Records from a collection
==============================
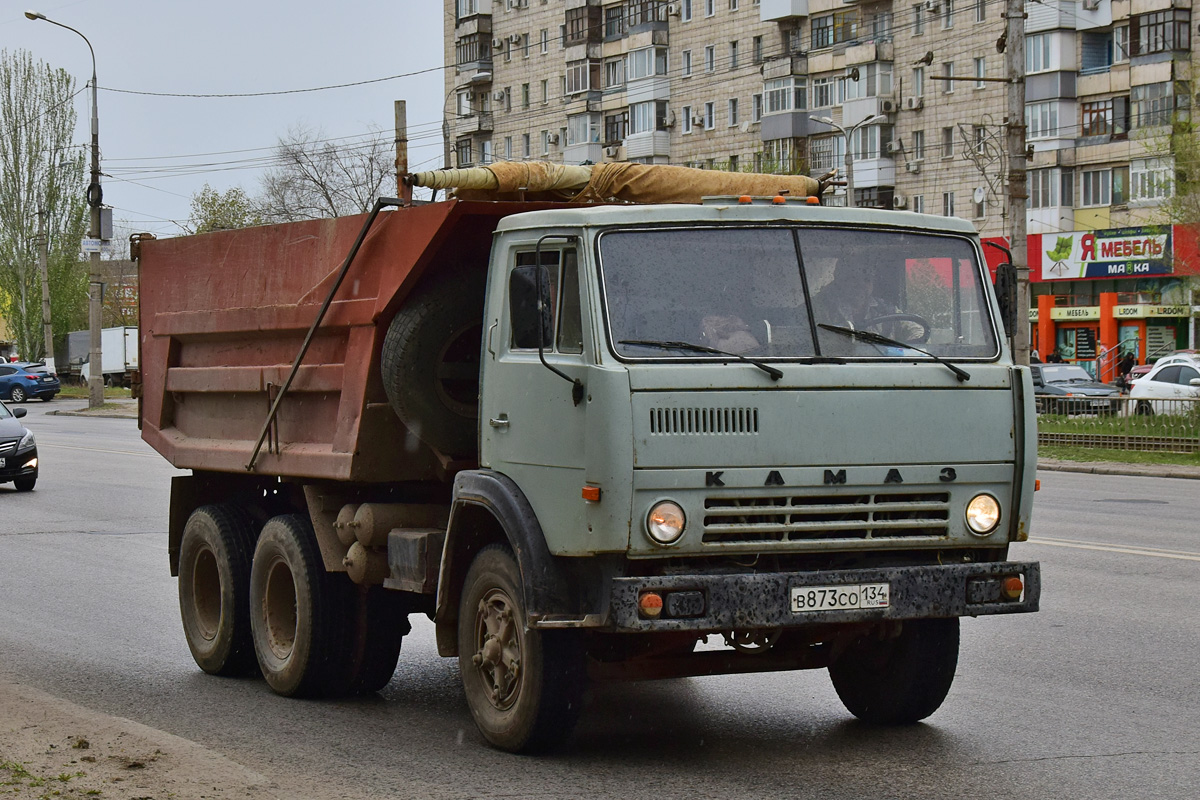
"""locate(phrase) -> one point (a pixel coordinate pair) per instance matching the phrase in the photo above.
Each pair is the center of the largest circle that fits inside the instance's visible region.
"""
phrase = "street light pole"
(849, 161)
(95, 199)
==============================
What is being asked
Reproduce all of the lines above, requests included, adding 63 to each coordinate in the answers. Leave the pictures out.

Worked answer
"""locate(phrase) -> one point (a pixel coordinate pair) per instance matching the phrase in the photo above.
Each pair is the center of the largest circle that fits inside the instance's visible region.
"""
phrase = "street light pole"
(912, 224)
(158, 262)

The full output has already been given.